Texte étudié:
- - -
Structure géologique du front nord
du massif de l’Arize
Le massif de l’Arize est un petit chaînon primaire détaché de la Zone Axiale pyrénéenne. Les terrains sont donc, pour la majorité, constitués par le socle paléozoïque, la couverture secondaire n’étant visible qu’en bordure nord du massif. Lorsque l’on considère son front nord, où se situent les minéralisations formant le district à cuivre argentifère (fig. 42), les terrains sont dans l’ensemble de plus en plus récents en allant du sud vers le nord, avec des âges compris entre le Cambro-Ordovicien et la fin du Trias (Barrouquère et al. 1976 ; Bilotte et al. 1988). Dans le détail, les plissements hercyniens* puis pyrénéens ont un peu modifié cette succession.
- - -
Jeu de données:
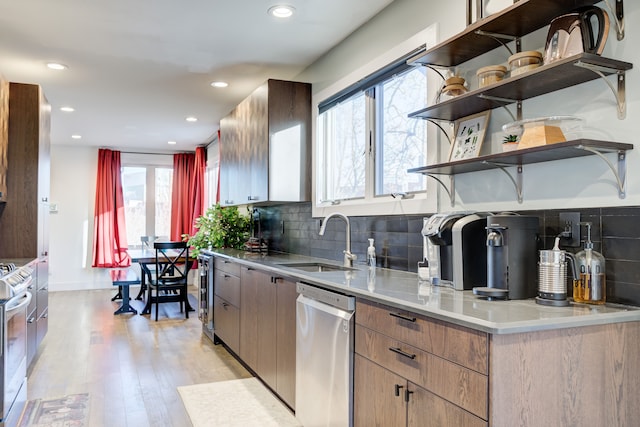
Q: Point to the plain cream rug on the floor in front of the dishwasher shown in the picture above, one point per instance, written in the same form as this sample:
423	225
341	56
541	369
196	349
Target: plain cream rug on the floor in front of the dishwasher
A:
235	403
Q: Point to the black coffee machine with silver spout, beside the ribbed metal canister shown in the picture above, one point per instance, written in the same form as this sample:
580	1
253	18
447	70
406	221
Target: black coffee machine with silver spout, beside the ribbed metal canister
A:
512	247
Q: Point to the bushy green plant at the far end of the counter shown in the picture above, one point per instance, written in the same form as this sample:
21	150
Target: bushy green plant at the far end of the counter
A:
219	227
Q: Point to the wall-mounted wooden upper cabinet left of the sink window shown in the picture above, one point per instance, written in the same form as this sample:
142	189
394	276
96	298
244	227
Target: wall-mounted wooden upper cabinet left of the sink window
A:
265	146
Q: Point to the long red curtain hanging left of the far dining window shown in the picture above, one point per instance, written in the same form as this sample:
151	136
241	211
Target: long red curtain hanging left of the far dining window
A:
109	232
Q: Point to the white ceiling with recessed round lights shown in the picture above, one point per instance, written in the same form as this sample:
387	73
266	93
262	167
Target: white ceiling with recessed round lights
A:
138	68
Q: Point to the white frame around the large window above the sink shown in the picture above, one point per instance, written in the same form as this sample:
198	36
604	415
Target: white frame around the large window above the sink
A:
422	202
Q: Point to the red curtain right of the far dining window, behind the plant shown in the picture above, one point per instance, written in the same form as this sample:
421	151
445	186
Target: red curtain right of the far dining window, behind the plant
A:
187	196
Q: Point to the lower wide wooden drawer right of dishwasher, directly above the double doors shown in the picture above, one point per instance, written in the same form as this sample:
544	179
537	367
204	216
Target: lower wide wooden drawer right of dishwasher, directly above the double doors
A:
457	384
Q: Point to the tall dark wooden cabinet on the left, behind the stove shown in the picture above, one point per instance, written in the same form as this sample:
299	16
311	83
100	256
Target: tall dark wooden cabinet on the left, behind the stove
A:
24	218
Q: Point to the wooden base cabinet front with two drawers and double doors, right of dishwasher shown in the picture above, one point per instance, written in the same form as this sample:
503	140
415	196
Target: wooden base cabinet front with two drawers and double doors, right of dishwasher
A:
436	371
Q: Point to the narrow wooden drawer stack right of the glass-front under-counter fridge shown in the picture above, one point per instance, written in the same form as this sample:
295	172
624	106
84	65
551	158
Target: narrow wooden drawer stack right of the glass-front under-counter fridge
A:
226	303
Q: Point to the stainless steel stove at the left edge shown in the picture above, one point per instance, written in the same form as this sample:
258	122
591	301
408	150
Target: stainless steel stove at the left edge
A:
14	300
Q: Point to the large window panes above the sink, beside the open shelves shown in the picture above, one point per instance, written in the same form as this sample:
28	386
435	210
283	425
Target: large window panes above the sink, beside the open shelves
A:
365	140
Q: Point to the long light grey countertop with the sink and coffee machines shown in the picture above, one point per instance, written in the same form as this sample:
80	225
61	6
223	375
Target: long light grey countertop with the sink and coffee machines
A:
404	290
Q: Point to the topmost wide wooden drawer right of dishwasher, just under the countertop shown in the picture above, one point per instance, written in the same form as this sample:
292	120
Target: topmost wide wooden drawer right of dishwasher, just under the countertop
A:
458	344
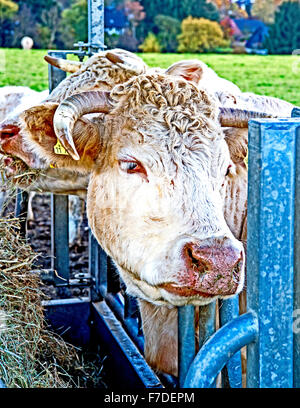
- - -
Énoncé de la tâche: Reproduisez à l'identique le passage du texte sur le massif de l'Arize qui va de « Structure géologique du » jusqu'à « modifié cette succession. ».

Résultat de la tâche:
Structure géologique du front nord
du massif de l’Arize
Le massif de l’Arize est un petit chaînon primaire détaché de la Zone Axiale pyrénéenne. Les terrains sont donc, pour la majorité, constitués par le socle paléozoïque, la couverture secondaire n’étant visible qu’en bordure nord du massif. Lorsque l’on considère son front nord, où se situent les minéralisations formant le district à cuivre argentifère (fig. 42), les terrains sont dans l’ensemble de plus en plus récents en allant du sud vers le nord, avec des âges compris entre le Cambro-Ordovicien et la fin du Trias (Barrouquère et al. 1976 ; Bilotte et al. 1988). Dans le détail, les plissements hercyniens* puis pyrénéens ont un peu modifié cette succession.